* _Supplied records_:
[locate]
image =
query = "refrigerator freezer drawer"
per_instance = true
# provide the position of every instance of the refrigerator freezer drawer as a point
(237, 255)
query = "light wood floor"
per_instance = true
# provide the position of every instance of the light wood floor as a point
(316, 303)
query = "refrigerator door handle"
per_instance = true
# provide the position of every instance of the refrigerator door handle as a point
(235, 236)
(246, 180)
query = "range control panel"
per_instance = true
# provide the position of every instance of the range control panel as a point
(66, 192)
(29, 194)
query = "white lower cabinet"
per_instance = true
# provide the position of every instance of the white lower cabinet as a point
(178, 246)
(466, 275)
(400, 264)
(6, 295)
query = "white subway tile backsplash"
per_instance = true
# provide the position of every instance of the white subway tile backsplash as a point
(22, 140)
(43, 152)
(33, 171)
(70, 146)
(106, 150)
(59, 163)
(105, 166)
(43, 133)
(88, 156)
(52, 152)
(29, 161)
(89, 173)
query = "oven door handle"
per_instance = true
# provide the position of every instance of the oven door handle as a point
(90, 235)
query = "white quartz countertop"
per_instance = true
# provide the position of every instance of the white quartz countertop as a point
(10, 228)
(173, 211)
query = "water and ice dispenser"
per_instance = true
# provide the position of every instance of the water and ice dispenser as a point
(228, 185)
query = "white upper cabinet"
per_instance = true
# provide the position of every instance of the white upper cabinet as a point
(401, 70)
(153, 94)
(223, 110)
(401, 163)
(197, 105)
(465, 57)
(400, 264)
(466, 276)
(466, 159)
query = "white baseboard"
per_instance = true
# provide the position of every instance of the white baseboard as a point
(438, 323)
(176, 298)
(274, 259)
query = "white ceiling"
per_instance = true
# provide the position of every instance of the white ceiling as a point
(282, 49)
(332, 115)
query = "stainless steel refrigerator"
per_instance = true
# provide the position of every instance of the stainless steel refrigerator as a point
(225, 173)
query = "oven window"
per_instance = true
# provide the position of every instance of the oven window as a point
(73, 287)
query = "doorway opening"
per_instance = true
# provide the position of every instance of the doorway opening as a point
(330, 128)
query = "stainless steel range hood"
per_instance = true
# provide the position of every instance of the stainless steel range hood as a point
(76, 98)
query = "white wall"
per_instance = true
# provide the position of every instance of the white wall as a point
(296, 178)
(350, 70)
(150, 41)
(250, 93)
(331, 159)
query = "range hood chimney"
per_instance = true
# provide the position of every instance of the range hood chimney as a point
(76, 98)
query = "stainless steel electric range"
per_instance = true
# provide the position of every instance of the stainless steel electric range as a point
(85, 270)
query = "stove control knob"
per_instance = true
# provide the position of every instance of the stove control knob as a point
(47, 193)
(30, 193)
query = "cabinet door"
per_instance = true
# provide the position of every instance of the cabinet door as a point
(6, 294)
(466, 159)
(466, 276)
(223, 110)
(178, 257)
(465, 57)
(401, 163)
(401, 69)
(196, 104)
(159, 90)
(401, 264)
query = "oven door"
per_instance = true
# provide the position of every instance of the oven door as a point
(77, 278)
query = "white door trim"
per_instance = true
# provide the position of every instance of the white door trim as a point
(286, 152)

* _Exercise requirements_:
A faithful, word-for-word copy of the data is the expected answer.

* _Answer for the task_:
[locate]
image =
query = "refrigerator freezer drawer"
per_instance = true
# provide the position of every instance of the refrigerator freezer drawer as a point
(237, 255)
query = "light wood floor"
per_instance = true
# provide the position of every instance of the light wood floor as a point
(316, 303)
query = "refrigerator door handle"
per_instance = true
# provide the position of every instance of the refrigerator door handle as a point
(235, 236)
(246, 180)
query = "range control panel"
per_instance = true
# provide the position of every instance of the range control panel as a point
(66, 192)
(29, 194)
query = "white lower cabinet"
per_instance = true
# provide the position of every instance of the white lower cabinet as a point
(178, 246)
(466, 275)
(400, 264)
(6, 295)
query = "white subway tile backsplash"
per_instance = true
# provide the position of every instance of the white subway tile backsplash as a point
(22, 140)
(43, 152)
(33, 171)
(70, 146)
(106, 150)
(59, 163)
(105, 166)
(43, 133)
(88, 156)
(52, 152)
(29, 161)
(89, 173)
query = "oven door handle"
per_instance = true
# provide the position of every instance of the oven door handle as a point
(90, 235)
query = "white quartz countertop"
per_instance = true
# provide the position of every instance of the white quartz countertop as a point
(10, 228)
(173, 211)
query = "water and ice dispenser"
per_instance = true
# provide the position of every instance of the water and ice dispenser as a point
(228, 185)
query = "white upper cabinet"
per_instance = true
# provide the position of every instance of the white upper cabinet as a point
(401, 70)
(153, 94)
(223, 110)
(401, 163)
(197, 105)
(465, 57)
(400, 264)
(466, 276)
(466, 159)
query = "white baseboard"
per_instance = true
# provide the position of every instance of the white baseboard as a point
(438, 323)
(176, 298)
(274, 259)
query = "white ceiling"
per_instance = true
# provide the position of every instance of the white ceiling as a point
(282, 49)
(332, 115)
query = "stainless steel refrigerator"
per_instance = true
# provide the position of every instance of the stainless steel refrigerator as a point
(225, 173)
query = "oven window"
per_instance = true
# provide the position of every instance of the oven window as a point
(73, 287)
query = "doorway opening"
per_instance = true
# provide the position of every instance of the doorway opening as a point
(330, 128)
query = "stainless steel range hood"
per_instance = true
# provide the position of every instance of the stainless steel range hood as a point
(76, 98)
query = "white wall"
per_instance = true
# provide the position of every instance of the white wall as a point
(296, 178)
(350, 70)
(150, 41)
(250, 93)
(331, 159)
query = "range hood chimney"
per_instance = true
# provide the position of every instance of the range hood chimney as a point
(76, 98)
query = "stainless steel electric range"
per_instance = true
# provide the position of every instance of the stainless steel electric range as a point
(85, 270)
query = "stove control knob"
per_instance = true
# provide the position of every instance of the stove control knob as a point
(47, 193)
(30, 193)
query = "cabinet door"
per_instance = true
# provide the position of every instance of the cabinet door as a point
(6, 294)
(466, 159)
(466, 276)
(223, 110)
(178, 257)
(465, 57)
(401, 163)
(401, 69)
(196, 104)
(159, 90)
(401, 264)
query = "oven door"
per_instance = true
# provide the position of every instance of the oven door as a point
(77, 278)
query = "white door trim"
per_instance = true
# provide the position of every instance of the white door trim as a point
(286, 152)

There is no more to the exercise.